Excerpts from location labeling data
◆ ◆ ◆ ◆ ◆ ◆ ◆

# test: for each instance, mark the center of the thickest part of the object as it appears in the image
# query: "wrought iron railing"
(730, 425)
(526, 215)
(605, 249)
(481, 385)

◆ ◆ ◆ ◆ ◆ ◆ ◆

• [What is being asked]: Convert the lines above into a JSON list of strings, with one string per line and blank lines omitted.

• [Answer for this exercise]:
[
  "# test: for each instance, mark the center of the thickest part of the object as it appears in the image",
  "# query: \"wrought iron railing\"",
  "(730, 425)",
  "(526, 215)",
  "(605, 249)",
  "(481, 385)"
]